▶ Fuente:

--- --- ---

El primer ministro británico, David Cameron,  en una rueda de prensa en Bruselas, octubre 2014.
El primer ministro británico, David Cameron, en una rueda de prensa en Bruselas, octubre 2014.

Desde hace más de un año se habla mucho en las capitales europeas sobre la posibilidad de que el Reino Unido salga de la Unión Europea, y el primer ministro británico, David Cameron, ha prometido celebrar un referéndum sobre la pertenencia a la UE antes de 2017. ¿En qué se basa el debate? ¿Cuánta importancia tendría verdaderamente para la Unión? ¿Los demás miembros pueden hacer algo al respecto?

Existe la idea extendida y equivocada de que el Reino Unido cuenta con una población excepcionalmente euroescéptica y deseosa de abandonar la UE. Pero los británicos no son tan distintos de los ciudadanos de otros Estados miembros: incluso después de un año de constantes informaciones sobre Brexit (la salida), Europa solo le importa al 17%. Lo que distingue a Gran Bretaña es la actitud de sus dirigentes: la tercera parte de los parlamentarios del Partido Conservador, en el Gobierno, quiere irse de la Unión, y cuentan con simpatizantes en los medios de comunicación y el mundo empresarial que refuerzan sus preocupaciones. En otras palabras, el euroescepticismo británico es un proyecto elitista.

La genialidad de los euroescépticos consiste en haber convertido este proyecto elitista en un programa lleno de atractivo populista. Ese es el gran triunfo de Nigel Farage, el carismático líder del Partido de la Independencia, UKIP. Ha reducido la cuestión europea a una pregunta sobre el control de las fronteras nacionales, y ha sabido conectar con la gran inquietud existente a propósito de la inmigración (alimentada, en parte, por el hecho de que el Gobierno había predicho que tras la ampliación solo llegarían 13.000 europeos del este, y no 1,5 millones, como finalmente fue).

--- --- ---

▶ Extracto de datos:

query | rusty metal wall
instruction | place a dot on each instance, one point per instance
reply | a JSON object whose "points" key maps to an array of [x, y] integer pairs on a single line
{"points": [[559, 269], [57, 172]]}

--- --- ---

▶ Qué hacer:
a – Responde estas preguntas según el texto sobre el Brexit:
(i) ¿Antes de qué año prometió David Cameron celebrar un referéndum sobre la pertenencia a la UE?
(ii) ¿A qué porcentaje de los británicos le importa Europa?
(iii) ¿Cuántos europeos del este había predicho el Gobierno que llegarían tras la ampliación?
b – Resume en dos oraciones el texto sobre el Brexit.
c – Reproduce el pasaje del texto sobre el Brexit que comienza en las palabras "Existe la idea" y termina tras "un proyecto elitista.".

▶ Respuestas en orden:
a –
(i) Antes de 2017.
(ii) Al 17%.
(iii) 13.000.

b – David Cameron ha prometido un referéndum sobre la pertenencia del Reino Unido a la UE antes de 2017, pero los británicos no son excepcionalmente euroescépticos: Europa solo le importa al 17%, y el euroescepticismo es un proyecto elitista de sus dirigentes. Nigel Farage, líder del UKIP, convirtió ese proyecto en un programa populista al reducir la cuestión europea al control de las fronteras y conectar con la inquietud por la inmigración.

c –
Existe la idea extendida y equivocada de que el Reino Unido cuenta con una población excepcionalmente euroescéptica y deseosa de abandonar la UE. Pero los británicos no son tan distintos de los ciudadanos de otros Estados miembros: incluso después de un año de constantes informaciones sobre Brexit (la salida), Europa solo le importa al 17%. Lo que distingue a Gran Bretaña es la actitud de sus dirigentes: la tercera parte de los parlamentarios del Partido Conservador, en el Gobierno, quiere irse de la Unión, y cuentan con simpatizantes en los medios de comunicación y el mundo empresarial que refuerzan sus preocupaciones. En otras palabras, el euroescepticismo británico es un proyecto elitista.